» **ITEMS**:
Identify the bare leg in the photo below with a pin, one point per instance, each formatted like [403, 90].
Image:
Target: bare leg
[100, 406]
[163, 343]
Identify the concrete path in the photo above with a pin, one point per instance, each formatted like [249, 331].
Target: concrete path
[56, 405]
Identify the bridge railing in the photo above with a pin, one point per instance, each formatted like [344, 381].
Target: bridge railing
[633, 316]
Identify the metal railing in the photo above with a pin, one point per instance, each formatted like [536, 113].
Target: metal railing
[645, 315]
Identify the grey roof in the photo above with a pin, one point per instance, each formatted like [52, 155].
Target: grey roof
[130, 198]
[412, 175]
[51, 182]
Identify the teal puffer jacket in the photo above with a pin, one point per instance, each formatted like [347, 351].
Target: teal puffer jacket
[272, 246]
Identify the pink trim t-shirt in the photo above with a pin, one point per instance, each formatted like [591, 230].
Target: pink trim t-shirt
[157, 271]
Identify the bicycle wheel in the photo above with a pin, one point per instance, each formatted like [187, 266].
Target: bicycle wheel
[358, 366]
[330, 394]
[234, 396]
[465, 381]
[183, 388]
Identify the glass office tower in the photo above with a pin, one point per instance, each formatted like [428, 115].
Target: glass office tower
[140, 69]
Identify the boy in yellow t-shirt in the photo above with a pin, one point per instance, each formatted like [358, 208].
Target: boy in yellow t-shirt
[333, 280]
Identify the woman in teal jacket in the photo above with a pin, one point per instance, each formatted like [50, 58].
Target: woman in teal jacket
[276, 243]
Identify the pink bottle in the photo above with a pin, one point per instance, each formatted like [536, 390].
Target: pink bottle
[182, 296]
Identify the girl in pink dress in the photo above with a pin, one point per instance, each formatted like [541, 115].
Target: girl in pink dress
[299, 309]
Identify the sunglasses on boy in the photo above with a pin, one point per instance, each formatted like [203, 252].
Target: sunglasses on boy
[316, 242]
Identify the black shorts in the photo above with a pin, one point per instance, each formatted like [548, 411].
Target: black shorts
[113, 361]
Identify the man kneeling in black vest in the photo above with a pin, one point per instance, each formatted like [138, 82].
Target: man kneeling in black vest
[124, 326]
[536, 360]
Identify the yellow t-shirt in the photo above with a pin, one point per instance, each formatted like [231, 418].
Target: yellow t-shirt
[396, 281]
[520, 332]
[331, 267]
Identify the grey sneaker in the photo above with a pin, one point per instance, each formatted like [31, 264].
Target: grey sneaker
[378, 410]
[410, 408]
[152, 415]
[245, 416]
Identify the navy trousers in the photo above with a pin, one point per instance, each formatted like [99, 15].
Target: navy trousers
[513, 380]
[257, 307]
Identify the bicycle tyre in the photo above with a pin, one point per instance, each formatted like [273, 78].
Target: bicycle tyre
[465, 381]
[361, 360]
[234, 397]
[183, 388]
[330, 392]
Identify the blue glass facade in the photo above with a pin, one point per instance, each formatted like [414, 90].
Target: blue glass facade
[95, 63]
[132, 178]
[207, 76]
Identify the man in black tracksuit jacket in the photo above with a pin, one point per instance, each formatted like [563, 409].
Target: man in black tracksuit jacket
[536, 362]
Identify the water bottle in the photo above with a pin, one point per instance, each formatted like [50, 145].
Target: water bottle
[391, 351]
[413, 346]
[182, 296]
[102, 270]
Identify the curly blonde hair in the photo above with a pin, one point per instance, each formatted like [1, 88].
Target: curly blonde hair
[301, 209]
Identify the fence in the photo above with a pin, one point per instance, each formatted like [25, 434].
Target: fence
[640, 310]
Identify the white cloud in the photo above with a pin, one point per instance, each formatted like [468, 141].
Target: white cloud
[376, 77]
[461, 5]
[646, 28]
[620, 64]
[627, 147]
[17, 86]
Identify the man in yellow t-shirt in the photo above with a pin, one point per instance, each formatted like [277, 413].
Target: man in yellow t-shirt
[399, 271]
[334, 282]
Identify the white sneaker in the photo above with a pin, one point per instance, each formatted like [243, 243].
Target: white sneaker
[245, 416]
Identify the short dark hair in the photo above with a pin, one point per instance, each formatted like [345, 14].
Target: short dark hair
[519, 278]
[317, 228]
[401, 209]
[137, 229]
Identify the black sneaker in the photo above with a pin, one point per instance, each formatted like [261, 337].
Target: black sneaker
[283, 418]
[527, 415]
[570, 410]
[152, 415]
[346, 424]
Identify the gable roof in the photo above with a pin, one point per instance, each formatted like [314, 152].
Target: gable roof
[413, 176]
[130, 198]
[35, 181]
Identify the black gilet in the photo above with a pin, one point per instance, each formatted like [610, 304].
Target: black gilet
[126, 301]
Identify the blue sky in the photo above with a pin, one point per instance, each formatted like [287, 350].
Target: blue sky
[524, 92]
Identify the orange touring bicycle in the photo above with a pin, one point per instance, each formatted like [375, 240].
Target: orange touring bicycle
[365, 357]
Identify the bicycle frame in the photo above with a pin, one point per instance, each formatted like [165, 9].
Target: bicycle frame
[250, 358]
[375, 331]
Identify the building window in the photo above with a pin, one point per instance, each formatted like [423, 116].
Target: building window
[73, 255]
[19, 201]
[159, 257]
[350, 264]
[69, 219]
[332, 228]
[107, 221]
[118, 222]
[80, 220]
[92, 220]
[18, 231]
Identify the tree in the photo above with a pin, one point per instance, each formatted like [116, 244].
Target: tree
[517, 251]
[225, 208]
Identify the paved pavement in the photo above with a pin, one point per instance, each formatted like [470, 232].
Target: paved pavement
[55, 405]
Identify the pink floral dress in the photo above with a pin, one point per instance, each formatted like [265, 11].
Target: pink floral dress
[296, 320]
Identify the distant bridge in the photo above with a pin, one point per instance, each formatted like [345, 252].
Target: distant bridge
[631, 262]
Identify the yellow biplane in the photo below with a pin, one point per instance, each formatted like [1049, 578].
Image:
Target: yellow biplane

» **SHORT PROBLEM**: Please put the lines from the one containing "Identify the tree" through the end of the items into a Markdown table with the columns Row and Text, numbering each row and leaving out blank lines.

» **ANSWER TO THIS PROBLEM**:
| Row | Text |
|---|---|
| 1 | Identify the tree in the photo above with a pin, one point per instance, each formatted like [116, 244]. |
| 2 | Target: tree |
| 3 | [517, 251] |
| 4 | [225, 208] |
| 5 | Identify the paved pavement in the photo above with a pin, one point per instance, each formatted like [470, 232]. |
| 6 | Target: paved pavement |
| 7 | [55, 405] |
| 8 | Identify the pink floral dress in the photo above with a pin, one point per instance, each formatted like [265, 11]. |
| 9 | Target: pink floral dress |
| 10 | [296, 320] |
| 11 | Identify the distant bridge in the photo above with a pin, one point per instance, each formatted like [345, 252]. |
| 12 | Target: distant bridge |
| 13 | [631, 262] |
| 14 | Identify the yellow biplane in the photo below with a pin, one point per instance, each formatted like [1049, 578]. |
| 15 | Image: |
| 16 | Target: yellow biplane |